### Activity
Look through the records and copy each line with the string "edge" in it.
*** Begin section ***
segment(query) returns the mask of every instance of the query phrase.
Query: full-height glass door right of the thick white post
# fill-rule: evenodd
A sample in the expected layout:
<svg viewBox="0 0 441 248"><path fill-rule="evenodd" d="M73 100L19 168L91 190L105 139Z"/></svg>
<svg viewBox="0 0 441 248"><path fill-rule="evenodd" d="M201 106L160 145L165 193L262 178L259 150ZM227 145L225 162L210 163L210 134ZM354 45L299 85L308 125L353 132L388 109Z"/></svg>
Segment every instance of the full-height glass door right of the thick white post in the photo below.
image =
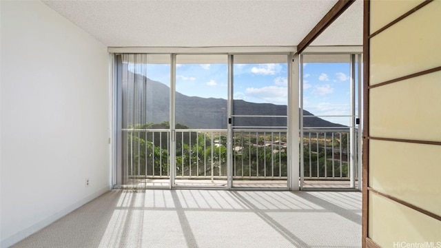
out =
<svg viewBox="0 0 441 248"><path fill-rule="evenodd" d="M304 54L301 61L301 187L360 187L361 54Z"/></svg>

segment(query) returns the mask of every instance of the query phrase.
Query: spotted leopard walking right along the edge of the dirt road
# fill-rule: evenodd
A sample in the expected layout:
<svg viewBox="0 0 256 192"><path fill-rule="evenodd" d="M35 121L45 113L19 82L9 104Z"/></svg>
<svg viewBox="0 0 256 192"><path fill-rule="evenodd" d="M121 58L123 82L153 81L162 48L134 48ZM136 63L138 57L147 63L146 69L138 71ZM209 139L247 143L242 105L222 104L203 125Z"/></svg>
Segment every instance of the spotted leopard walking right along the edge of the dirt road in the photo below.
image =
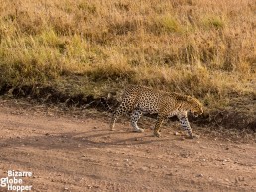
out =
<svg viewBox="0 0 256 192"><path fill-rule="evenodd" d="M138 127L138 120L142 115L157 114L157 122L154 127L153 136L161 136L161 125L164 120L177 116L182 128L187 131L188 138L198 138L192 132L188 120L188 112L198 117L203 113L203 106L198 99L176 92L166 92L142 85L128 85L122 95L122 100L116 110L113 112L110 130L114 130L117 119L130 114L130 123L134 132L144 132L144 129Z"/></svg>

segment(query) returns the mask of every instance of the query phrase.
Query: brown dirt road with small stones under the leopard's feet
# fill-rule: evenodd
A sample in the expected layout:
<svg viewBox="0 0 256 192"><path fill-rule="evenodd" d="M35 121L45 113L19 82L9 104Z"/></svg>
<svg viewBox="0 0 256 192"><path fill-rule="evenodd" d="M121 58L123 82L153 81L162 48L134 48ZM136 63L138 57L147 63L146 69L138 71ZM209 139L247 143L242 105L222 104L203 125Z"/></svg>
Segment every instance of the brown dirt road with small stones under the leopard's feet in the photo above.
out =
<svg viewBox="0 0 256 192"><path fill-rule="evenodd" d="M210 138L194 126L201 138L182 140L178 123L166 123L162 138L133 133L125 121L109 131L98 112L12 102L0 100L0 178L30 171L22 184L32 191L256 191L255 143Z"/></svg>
*** End section ***
*** Begin section ***
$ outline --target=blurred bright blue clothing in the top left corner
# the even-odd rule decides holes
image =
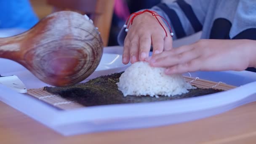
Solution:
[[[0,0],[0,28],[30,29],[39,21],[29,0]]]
*** End section ***
### Task solution
Query: spotted leopard walking right along the edge of the dirt road
Segment every instance of the spotted leopard walking right along the edge of the dirt road in the photo below.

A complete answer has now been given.